**Text passage:**
In [1]:
from google.colab import drive
drive.mount('/content/drive')

Drive already mounted at /content/drive; to attempt to forcibly remount, call drive.mount("/content/drive", force_remount=True).


In [2]:
import tensorflow as tf
import numpy as np
import random

In [3]:
MAX_DOC_LENGTH = 500
NUM_CLASSES = 20

In [4]:
class DataReader:
    def __init__(self, data_path, batch_size):
        self._batch_size = batch_size
        with open(data_path, encoding='latin-1') as f:
            d_lines = f.read().splitlines()

        self._data = []
        self._labels = []
        self._sentence_lengths = []
        self._final_tokens = []

        for data_id, line in enumerate(d_lines):
            features = line.split('<fff>')
            label, doc_id, sentence_length = int(features[0]), int(features[1]), int(features[2])
            tokens = features[3].split()

            self._data.append(tokens)
            self._labels.append(label)
            self._sentence_lengths.append(sentence_length)
            self._final_tokens.append(tokens[-1])

        self._data = np.array(self._data)
        self._labels = np.array(self._labels)
        self._sentence_lengths = np.array(self._sentence_lengths)
        self._final_tokens = np.array(self._final_tokens)

        self._num_epoch = 0
        self._batch_id = 0

    def next_batch(self):
        start = self._batch_id * self._batch_size
        end = start + self._batch_size
        self._batch_id += 1

        if end + self._batch_size > len(self._data):
            end = len(self._data)

**Entries shown:**

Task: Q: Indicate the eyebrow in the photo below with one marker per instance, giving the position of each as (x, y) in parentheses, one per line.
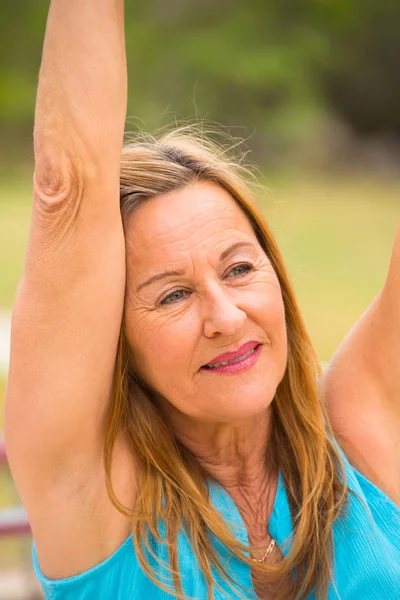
(164, 274)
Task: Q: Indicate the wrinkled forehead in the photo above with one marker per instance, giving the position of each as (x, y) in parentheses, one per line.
(201, 219)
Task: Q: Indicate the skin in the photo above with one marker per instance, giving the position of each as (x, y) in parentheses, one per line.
(213, 307)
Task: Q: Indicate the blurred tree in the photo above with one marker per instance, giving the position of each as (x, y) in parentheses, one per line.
(272, 69)
(361, 78)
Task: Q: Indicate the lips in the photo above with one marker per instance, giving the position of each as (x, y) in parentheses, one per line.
(230, 356)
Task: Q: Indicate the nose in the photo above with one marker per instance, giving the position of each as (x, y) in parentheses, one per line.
(221, 314)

**Directions:** Update the DataReader code, beginning at the words "self._labels.append(label)" and stopping after "self._final_tokens = np.array(self._final_tokens)", with each "_final_tokens" replaced by "_last_tokens".

**Reply:**
self._labels.append(label)
            self._sentence_lengths.append(sentence_length)
            self._last_tokens.append(tokens[-1])

        self._data = np.array(self._data)
        self._labels = np.array(self._labels)
        self._sentence_lengths = np.array(self._sentence_lengths)
        self._last_tokens = np.array(self._last_tokens)